YOUR TASKS.
- a) Copy the text on unsafe abortion in Sri Lanka between "Many thanks to" and "Harvard University, 2011.", inclusive.
- b) List every institution or organization that the text on unsafe abortion in Sri Lanka names by its proper name.

EXTRACT.

——————

Sri Lanka: misoprostol v unsafe abortion

Many thanks to Ramya Kumar, a doctoral student at the University of Toronto’s Dalla Lana School of Public Health, for submitting this abstract of her M.Sc. thesis in Public Health from Harvard University.  The author can be reached at:


by Ramya Kumar M.Sc. thesis, Harvard University, 2011.

Abstract:  Addressing unsafe abortion has been a contentious issue globally. Sri Lanka has made impressive achievements on the 5th Millennium Development Goal (Improving Maternal Health) with a maternal mortality rate of 39 deaths per 100,000 live births. But unsafe abortion remains unaddressed even when it is a leading cause of maternal mortality in the country. Abortion laws are restrictive and safe abortion services are not provided through the public health system. Misoprostol, a drug with many obstetric uses (including medical abortion) is as yet unregistered. A recent attempt to register misoprostol ended controversially when registration was stalled at the National Drug Regulatory Authority despite a recommendation to register the drug from the professional body of obstetricians and gynaecologists in the country. This study attempts to identify policy-level barriers to addressing unsafe abortion in Sri Lanka broadly and considers the recent policy decision on misoprostol specifically.      Fourteen key informants were interviewed; 10 physicians involved in health policymaking and 4 women’s rights advocates with expertise in law and the social sciences. Data was analyzed using qualitative methods.

——————

DATA SECTION.

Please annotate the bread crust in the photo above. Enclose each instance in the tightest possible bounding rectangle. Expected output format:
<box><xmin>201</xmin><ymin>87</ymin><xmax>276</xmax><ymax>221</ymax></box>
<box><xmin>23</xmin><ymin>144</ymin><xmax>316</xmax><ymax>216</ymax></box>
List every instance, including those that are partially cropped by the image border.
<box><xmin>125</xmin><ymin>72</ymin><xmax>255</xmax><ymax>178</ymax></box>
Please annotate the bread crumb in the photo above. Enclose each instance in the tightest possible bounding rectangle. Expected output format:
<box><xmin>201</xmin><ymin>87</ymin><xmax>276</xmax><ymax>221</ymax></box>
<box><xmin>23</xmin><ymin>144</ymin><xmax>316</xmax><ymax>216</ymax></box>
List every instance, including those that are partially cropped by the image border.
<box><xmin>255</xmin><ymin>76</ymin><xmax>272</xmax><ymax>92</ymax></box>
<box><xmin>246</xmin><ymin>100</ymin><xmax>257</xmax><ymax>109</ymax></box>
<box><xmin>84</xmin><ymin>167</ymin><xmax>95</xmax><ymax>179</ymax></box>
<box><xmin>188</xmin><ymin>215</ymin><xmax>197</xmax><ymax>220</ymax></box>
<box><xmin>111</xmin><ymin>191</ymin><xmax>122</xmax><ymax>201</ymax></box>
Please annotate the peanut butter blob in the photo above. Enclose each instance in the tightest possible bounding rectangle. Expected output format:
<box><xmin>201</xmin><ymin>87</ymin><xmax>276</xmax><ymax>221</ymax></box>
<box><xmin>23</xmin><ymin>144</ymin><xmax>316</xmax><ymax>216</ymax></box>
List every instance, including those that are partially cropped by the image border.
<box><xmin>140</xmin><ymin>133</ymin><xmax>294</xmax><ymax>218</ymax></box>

——————

ANSWERS FOR THIS EXERCISE.
- a)
Many thanks to Ramya Kumar, a doctoral student at the University of Toronto’s Dalla Lana School of Public Health, for submitting this abstract of her M.Sc. thesis in Public Health from Harvard University.  The author can be reached at:


by Ramya Kumar M.Sc. thesis, Harvard University, 2011.

- b)
University of Toronto
Dalla Lana School of Public Health
Harvard University
National Drug Regulatory Authority